EXERCISE REQUIREMENTS:
A word-for-word copy of the listing that follows is required.

/---

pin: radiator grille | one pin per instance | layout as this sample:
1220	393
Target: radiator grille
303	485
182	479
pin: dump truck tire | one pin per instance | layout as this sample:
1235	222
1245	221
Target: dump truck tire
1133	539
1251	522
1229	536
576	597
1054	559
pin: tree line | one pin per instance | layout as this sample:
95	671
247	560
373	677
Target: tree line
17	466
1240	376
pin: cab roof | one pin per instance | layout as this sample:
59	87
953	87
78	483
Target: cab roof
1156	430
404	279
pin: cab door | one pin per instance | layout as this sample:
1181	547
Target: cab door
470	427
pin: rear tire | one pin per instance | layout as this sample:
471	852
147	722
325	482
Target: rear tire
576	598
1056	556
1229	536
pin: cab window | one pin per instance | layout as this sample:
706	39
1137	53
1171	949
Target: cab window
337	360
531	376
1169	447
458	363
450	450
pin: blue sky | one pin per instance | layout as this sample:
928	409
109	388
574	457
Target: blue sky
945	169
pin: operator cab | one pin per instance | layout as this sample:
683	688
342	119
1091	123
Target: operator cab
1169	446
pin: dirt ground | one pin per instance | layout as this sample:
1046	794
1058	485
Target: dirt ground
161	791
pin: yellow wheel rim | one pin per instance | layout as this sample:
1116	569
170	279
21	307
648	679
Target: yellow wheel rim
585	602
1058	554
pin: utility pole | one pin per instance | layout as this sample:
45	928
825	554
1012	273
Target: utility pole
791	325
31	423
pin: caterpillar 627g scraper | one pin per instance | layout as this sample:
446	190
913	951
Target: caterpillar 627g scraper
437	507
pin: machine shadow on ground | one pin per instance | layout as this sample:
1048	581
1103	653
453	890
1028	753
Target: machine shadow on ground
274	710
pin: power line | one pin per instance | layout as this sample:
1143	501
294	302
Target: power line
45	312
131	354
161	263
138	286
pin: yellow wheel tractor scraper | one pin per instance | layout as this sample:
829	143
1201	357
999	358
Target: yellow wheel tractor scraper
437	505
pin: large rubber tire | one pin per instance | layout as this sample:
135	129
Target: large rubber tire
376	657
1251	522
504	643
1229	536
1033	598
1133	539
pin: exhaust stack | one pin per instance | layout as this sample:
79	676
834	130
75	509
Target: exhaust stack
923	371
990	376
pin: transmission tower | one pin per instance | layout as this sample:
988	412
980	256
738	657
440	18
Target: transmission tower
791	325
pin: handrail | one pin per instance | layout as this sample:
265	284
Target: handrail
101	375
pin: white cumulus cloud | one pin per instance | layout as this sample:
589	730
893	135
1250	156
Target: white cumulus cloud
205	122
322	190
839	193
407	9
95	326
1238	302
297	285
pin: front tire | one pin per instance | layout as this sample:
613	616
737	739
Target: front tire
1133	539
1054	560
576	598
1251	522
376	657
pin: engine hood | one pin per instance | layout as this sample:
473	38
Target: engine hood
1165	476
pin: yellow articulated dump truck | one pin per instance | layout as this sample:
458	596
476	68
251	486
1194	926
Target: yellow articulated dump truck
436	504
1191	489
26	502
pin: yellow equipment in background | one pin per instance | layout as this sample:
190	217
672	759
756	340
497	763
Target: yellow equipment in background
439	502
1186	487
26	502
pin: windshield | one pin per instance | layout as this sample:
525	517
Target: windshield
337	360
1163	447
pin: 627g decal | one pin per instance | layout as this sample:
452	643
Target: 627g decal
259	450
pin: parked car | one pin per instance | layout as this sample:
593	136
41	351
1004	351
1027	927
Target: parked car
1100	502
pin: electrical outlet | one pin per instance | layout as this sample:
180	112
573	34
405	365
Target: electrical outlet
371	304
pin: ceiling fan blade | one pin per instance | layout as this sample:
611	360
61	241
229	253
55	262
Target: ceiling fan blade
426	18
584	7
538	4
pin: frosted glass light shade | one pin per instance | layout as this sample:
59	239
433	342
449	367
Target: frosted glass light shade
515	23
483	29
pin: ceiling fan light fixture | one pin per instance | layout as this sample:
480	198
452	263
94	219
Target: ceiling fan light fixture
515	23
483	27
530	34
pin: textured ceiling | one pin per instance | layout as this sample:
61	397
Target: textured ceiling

\---

EXERCISE ANSWER:
pin: radiator grille | one pin per instance | layout as this sample:
1220	393
Target: radiator grille
303	485
182	479
pin: dump truck tire | one pin per instance | layout as this sample:
1235	222
1245	221
Target: dump truck tire
1133	539
1251	522
1229	536
576	597
1054	559
pin: tree line | one pin per instance | layout as this sample:
95	671
247	560
373	677
Target: tree line
17	466
1240	376
pin: cab roof | one pin per instance | layout as this sample:
59	87
953	87
78	483
Target: cab roof
1156	430
404	279
pin: cab door | one pin per instance | layout as this sample:
1181	547
Target: cab door
470	427
pin: rear tire | one pin per instance | layout as this sample:
471	852
147	722
325	482
Target: rear tire
576	598
1056	556
1229	536
pin: cab window | one pin per instance | layout as this sample:
706	39
1137	53
1171	949
Target: cab window
337	360
531	376
1169	447
458	363
450	450
pin: blue sky | one pin per instance | layout as this sample:
928	409
109	388
574	457
Target: blue sky
945	169
pin: operator cab | one pin per instance | layout as this sample:
683	688
342	119
1091	123
Target: operator cab
1169	446
pin: dirt ground | one pin per instance | layout as this sample:
1046	794
1058	485
Target: dirt ground
161	791
pin: yellow wheel rim | one pin per instance | layout as this sample:
1116	569
170	279
21	307
648	679
Target: yellow wheel rim
585	602
1058	554
pin: utility pole | one pin per instance | layout as this sample:
45	928
825	554
1012	273
Target: utility pole
791	325
31	423
pin: caterpillar 627g scraper | one pin per instance | layout as this sample:
446	190
913	951
Target: caterpillar 627g scraper
437	507
pin: machine shadow on ground | one pin per instance | layout as this sample:
1048	581
1103	653
453	890
1028	753
Target: machine shadow on ground
274	710
pin: power line | one pin per instance | layout as this sample:
1143	501
294	302
Target: power line
45	312
131	354
161	263
138	286
pin: yellow wheel tractor scraper | one pin per instance | layout as this sample:
829	143
1201	357
999	358
Target: yellow wheel tractor scraper
437	505
pin: large rubber tire | one pin per instance | layout as this sample:
135	129
Target: large rubber tire
376	657
1251	522
504	643
1229	536
1033	598
1133	539
pin: exhaust stack | one pin per instance | layout as this sample:
79	676
834	130
75	509
Target: exhaust stack
923	371
990	376
pin: transmission tower | one pin per instance | layout as this sample:
988	412
980	256
738	657
440	18
Target: transmission tower
791	325
pin: handrail | one pin per instance | layout as this sample:
265	284
Target: handrail
101	375
pin: white cumulus cloud | one pin per instance | layout as this sample:
589	730
893	135
1250	156
Target: white cumulus cloud
205	122
322	190
839	193
407	9
95	326
1238	302
297	285
pin: front tire | one pin per instance | layout as this sample:
613	616
737	739
Target: front tire
1133	539
1054	560
576	598
1251	522
376	657
pin: engine hood | one pin per instance | layout as this sample:
473	38
Target: engine hood
1165	476
pin: yellow articulated dump truck | one pin per instance | layout as this sample:
458	596
476	68
251	486
1194	926
Target: yellow articulated dump truck
436	504
1191	489
26	502
pin: yellow equipment in background | one pin per instance | layout as this sample:
190	217
672	759
756	340
497	763
Target: yellow equipment in background
439	502
1186	487
26	502
pin: windshield | one pin per instance | layout as this sample:
525	517
Target: windshield
337	360
1163	447
pin: 627g decal | one pin per instance | layout as this sample:
452	643
Target: 627g decal
259	450
pin: parked car | one pin per instance | layout as this sample:
593	136
41	351
1004	351
1027	927
Target: parked car
1100	502
pin: electrical outlet | one pin per instance | layout as this sample:
180	112
573	34
405	365
Target: electrical outlet
371	304
pin: ceiling fan blade | one pin per instance | layout as this sample:
611	360
61	241
229	253
55	262
Target: ceiling fan blade
426	18
584	7
538	4
pin: frosted glass light shade | one pin per instance | layout as this sample:
59	239
433	342
449	367
Target: frosted glass light shade
515	23
483	29
pin: ceiling fan light fixture | one pin per instance | layout as this sample:
480	198
452	263
94	219
Target: ceiling fan light fixture
515	23
483	27
530	34
pin: textured ceiling | one pin per instance | layout as this sample:
61	397
Target: textured ceiling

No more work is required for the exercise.